With the line containing "box: [208, 91, 326, 208]" as the start and the line containing "114L302 92L236 157L246" as the end, transcribe that span of the entries below exactly, including both.

• • •

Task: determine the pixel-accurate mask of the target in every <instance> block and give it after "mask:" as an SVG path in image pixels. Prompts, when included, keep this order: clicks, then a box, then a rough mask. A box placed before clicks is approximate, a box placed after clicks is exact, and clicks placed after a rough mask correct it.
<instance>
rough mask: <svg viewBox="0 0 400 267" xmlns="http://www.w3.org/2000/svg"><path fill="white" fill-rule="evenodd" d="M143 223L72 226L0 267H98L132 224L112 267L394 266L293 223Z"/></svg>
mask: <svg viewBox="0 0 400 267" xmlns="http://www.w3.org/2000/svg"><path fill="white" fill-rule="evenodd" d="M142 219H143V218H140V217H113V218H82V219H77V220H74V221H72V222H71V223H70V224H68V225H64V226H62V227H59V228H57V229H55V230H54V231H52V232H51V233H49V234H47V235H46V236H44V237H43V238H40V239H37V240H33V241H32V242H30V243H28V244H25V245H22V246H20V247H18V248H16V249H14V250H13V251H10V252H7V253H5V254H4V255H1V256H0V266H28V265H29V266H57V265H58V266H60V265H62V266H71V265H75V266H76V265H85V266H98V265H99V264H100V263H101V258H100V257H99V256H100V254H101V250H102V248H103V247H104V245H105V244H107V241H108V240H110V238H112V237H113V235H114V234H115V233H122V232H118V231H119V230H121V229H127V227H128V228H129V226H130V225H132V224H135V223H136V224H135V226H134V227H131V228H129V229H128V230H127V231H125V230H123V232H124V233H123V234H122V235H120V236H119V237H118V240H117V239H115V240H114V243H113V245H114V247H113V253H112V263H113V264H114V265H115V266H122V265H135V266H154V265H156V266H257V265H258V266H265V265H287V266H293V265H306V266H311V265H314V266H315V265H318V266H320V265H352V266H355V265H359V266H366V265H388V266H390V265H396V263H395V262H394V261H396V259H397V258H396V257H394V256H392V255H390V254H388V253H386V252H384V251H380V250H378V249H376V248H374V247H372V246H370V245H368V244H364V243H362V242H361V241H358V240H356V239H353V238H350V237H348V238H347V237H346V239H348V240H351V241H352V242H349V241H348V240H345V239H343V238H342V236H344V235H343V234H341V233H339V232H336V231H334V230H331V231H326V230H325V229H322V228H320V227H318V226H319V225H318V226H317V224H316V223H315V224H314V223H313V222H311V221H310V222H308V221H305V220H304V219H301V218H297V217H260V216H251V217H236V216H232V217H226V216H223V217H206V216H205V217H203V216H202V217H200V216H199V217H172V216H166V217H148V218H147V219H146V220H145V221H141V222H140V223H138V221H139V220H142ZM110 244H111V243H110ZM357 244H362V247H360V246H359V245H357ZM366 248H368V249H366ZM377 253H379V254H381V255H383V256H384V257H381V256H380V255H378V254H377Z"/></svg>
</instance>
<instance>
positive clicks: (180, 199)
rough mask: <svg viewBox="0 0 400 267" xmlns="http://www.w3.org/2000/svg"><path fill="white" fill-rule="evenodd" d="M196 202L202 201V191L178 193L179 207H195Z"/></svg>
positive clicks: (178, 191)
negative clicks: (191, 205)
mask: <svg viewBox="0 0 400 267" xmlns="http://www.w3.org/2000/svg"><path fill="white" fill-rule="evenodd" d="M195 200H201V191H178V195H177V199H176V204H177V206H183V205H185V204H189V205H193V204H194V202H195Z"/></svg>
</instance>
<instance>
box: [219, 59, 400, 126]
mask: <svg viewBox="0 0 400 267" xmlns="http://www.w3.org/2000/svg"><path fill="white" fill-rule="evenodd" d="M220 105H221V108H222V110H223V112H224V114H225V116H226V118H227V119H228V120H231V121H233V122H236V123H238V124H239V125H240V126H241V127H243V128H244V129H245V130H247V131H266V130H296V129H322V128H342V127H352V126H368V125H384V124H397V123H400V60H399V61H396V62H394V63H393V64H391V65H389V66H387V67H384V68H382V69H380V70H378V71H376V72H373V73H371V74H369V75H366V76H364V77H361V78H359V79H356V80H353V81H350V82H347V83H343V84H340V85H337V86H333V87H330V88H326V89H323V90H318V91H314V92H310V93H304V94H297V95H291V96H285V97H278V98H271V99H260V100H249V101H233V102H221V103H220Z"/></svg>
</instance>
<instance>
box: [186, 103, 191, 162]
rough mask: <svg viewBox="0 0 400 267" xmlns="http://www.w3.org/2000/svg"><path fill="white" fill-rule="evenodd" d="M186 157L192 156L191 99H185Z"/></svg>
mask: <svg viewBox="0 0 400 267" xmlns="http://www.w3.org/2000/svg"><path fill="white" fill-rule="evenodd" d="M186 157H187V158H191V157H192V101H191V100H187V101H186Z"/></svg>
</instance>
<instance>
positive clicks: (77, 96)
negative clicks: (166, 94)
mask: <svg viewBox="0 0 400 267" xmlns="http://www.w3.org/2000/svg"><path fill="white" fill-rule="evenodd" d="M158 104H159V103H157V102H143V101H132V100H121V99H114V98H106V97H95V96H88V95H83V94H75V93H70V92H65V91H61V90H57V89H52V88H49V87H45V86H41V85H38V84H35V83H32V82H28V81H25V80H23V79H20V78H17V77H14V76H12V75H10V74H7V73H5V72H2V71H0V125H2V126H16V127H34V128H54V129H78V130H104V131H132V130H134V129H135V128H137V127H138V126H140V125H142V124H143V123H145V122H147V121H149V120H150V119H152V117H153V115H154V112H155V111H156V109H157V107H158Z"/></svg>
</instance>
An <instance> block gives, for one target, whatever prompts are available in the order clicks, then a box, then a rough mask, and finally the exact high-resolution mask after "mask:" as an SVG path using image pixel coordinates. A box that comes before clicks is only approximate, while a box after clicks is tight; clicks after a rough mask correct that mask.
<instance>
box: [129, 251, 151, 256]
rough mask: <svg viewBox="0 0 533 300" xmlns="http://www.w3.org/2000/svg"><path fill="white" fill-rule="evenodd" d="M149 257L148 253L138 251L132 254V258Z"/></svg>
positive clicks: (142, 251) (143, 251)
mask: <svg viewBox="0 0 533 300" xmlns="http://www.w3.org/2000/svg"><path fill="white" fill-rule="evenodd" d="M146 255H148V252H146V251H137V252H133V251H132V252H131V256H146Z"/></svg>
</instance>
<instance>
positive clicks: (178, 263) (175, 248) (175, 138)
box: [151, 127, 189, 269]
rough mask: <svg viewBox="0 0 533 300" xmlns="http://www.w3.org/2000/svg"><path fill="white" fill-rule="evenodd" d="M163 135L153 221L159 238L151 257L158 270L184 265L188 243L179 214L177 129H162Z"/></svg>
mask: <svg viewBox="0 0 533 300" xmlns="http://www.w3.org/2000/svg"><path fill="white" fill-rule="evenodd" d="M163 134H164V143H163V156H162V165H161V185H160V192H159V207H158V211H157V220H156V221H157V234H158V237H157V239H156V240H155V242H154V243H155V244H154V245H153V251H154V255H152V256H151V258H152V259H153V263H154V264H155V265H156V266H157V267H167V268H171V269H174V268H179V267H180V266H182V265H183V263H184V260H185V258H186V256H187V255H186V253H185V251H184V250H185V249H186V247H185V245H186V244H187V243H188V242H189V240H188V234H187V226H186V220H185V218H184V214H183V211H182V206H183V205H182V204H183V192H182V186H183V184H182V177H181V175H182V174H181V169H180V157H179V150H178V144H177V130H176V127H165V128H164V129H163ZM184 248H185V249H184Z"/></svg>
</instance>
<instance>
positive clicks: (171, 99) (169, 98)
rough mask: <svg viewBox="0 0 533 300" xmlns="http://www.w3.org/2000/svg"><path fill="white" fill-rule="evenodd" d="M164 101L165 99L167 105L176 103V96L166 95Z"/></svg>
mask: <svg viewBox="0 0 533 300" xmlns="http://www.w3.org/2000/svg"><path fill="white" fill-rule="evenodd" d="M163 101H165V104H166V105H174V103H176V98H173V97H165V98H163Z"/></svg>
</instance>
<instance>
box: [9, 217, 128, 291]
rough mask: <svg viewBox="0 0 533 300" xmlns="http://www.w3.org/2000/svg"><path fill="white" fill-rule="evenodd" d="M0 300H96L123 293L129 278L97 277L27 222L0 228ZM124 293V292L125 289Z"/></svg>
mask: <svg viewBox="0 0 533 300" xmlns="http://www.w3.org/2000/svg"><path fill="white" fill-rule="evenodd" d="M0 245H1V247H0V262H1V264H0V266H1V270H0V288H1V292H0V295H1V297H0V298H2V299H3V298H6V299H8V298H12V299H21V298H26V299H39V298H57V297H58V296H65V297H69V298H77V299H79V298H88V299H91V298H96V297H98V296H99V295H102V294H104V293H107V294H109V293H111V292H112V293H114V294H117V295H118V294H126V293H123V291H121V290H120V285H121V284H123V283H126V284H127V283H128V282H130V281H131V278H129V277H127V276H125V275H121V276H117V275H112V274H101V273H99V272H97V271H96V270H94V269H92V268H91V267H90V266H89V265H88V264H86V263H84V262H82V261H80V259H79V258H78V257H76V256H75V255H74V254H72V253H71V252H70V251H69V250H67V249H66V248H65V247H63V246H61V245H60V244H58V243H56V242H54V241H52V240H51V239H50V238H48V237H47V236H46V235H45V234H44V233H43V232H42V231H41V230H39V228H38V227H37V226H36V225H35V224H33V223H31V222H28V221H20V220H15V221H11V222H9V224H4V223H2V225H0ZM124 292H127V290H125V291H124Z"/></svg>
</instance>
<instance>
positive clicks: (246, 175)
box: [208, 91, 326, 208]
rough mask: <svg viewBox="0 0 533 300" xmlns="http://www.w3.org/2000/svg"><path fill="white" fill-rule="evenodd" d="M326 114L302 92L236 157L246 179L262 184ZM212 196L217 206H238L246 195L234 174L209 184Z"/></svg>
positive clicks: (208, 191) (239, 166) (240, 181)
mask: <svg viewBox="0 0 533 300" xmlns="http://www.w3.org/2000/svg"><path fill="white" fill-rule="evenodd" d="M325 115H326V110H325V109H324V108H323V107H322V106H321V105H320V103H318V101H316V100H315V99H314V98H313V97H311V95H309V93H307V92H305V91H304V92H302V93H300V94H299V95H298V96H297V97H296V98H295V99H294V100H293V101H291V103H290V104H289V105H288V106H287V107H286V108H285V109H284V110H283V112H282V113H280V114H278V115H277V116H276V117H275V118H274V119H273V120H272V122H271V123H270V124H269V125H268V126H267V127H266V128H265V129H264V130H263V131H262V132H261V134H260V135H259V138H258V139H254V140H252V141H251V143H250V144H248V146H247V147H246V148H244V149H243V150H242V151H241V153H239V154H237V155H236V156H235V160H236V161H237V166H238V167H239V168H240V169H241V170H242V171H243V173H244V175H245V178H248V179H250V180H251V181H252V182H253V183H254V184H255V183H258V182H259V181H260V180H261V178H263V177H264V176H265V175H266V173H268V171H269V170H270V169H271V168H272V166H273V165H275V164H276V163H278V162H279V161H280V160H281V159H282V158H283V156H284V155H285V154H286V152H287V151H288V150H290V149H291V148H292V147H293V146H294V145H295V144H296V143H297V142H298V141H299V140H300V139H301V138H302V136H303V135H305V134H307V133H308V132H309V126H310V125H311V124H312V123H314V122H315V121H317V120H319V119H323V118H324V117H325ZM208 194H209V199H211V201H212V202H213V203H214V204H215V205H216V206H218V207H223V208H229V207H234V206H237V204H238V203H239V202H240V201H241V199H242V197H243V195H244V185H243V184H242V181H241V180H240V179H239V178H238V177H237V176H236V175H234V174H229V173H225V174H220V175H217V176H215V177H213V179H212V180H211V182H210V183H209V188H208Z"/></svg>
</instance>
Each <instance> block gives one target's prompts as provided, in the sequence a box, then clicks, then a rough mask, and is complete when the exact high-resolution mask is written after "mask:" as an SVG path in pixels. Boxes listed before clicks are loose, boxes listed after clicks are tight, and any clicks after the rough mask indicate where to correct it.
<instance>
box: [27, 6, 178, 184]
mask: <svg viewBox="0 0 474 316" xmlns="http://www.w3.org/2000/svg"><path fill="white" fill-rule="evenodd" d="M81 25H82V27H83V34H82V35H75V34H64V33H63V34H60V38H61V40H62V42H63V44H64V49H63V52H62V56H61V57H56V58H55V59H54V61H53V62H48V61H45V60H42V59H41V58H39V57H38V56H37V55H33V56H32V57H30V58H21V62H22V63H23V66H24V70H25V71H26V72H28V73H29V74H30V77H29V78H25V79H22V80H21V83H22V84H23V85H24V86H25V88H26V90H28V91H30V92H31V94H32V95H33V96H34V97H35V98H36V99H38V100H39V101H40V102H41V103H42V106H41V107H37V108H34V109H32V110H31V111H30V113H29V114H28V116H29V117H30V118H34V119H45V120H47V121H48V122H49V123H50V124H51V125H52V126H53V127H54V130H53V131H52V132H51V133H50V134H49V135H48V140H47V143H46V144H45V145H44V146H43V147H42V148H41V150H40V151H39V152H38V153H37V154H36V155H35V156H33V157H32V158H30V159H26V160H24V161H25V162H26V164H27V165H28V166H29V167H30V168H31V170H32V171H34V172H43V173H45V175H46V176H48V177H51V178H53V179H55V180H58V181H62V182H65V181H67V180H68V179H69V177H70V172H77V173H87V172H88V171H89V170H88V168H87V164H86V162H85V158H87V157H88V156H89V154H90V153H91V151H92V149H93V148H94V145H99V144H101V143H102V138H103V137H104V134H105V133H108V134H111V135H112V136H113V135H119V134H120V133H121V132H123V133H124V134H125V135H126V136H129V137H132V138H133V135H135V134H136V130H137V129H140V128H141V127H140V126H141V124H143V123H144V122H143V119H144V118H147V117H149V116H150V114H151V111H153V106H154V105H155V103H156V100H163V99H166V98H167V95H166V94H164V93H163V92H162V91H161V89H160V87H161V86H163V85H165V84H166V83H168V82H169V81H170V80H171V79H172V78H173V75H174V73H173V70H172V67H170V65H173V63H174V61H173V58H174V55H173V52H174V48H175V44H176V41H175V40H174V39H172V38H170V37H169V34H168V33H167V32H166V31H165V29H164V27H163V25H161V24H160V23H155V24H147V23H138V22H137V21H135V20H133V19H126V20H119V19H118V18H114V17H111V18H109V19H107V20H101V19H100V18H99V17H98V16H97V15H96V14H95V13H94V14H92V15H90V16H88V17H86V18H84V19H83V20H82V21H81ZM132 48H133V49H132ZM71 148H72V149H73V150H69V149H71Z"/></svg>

• • •

### ANSWER SECTION
box: [208, 91, 326, 208]
rough mask: <svg viewBox="0 0 533 300" xmlns="http://www.w3.org/2000/svg"><path fill="white" fill-rule="evenodd" d="M326 114L302 92L236 157L246 179L262 184ZM212 196L217 206H238L246 195L234 174L209 184Z"/></svg>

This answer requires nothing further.